> _Задания_
[a] Ответьте по отрывку из интервью ниже на три вопроса, отмечая ответы так же, как вопросы:
(i) К кому обращается М. С. в начале отрывка?
(ii) Что, по этой идее, должно быть на белых страницах журнала?
(iii) Какое издание названо как делающее нечто похожее?
[b] Допишите отрывок из интервью о журнале, начав сразу после его последней фразы.

> _Фрагмент страницы_
————

М. С. Алексей, что ещё Вы хотели бы сказать читателям нашего журнала? Молодым людям, которые его читают и в него пишут. У нас же журнал тоже такой. Он очень внутренне «полярен». Мы даже думаем, а не покрасить ли его страницы — пополам… чтобы так и было — «день и ночь». На белых страницах что-то такое традиционное… а на серых — авангардно-молодёжное. Вроде того, что делает «Контрабанда».

————

> _Строки данных_

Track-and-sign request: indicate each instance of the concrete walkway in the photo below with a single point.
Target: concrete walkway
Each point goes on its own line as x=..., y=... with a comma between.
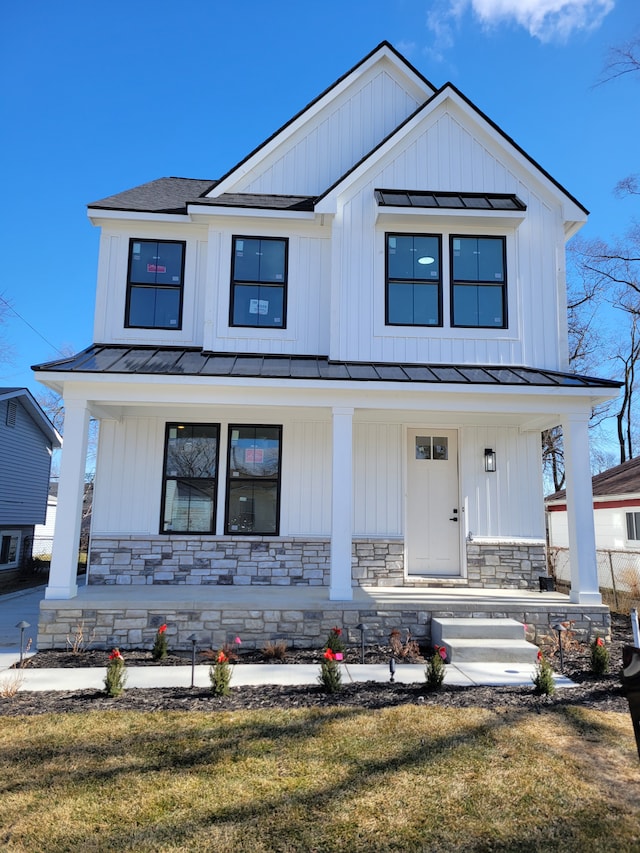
x=25, y=605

————

> _Ожидаемые ответы_
[a]
(i) К Алексею.
(ii) Что-то традиционное.
(iii) «Контрабанда».

[b]
А. К. О, я бы не сказал, что «Контрабанда» молодёжная… мы занимаемся вполне традиционным юмором, просто несколько без башни… потому что мы люди такие. Молодёжь? Да, у нас есть несколько талантливых девочек и мальчиков в районе двадцати лет. Но основные организаторы старше — мне 32, Маше Полянской, если не ошибаюсь, 44, все остальные находятся посередине. А старшее поколение у нас — это Ковальджи, ему 80 лет. По поводу вашей дизайнерской идеи. Мне кажется, лучше оставить, как есть. «День и ночь» заявлен как журнал для семейного чтения. Пусть так и будет. Он, по-моему, сейчас идеально соответствует этой концепции. Что касается советов, то надо, во-первых, довериться интуиции; во-вторых, не бояться простоты. Я отчётливо вижу тенденцию, которая меня не радует: литераторы как люди культурные и эрудированные любят показывать свой ум, из-за чего и произведения с повышением мастерства становятся совершенно неудобоваримыми. Их никто, кроме литераторов, читать не может. Поэтому, чего тут удивляться, что литераторов больше, чем читателей?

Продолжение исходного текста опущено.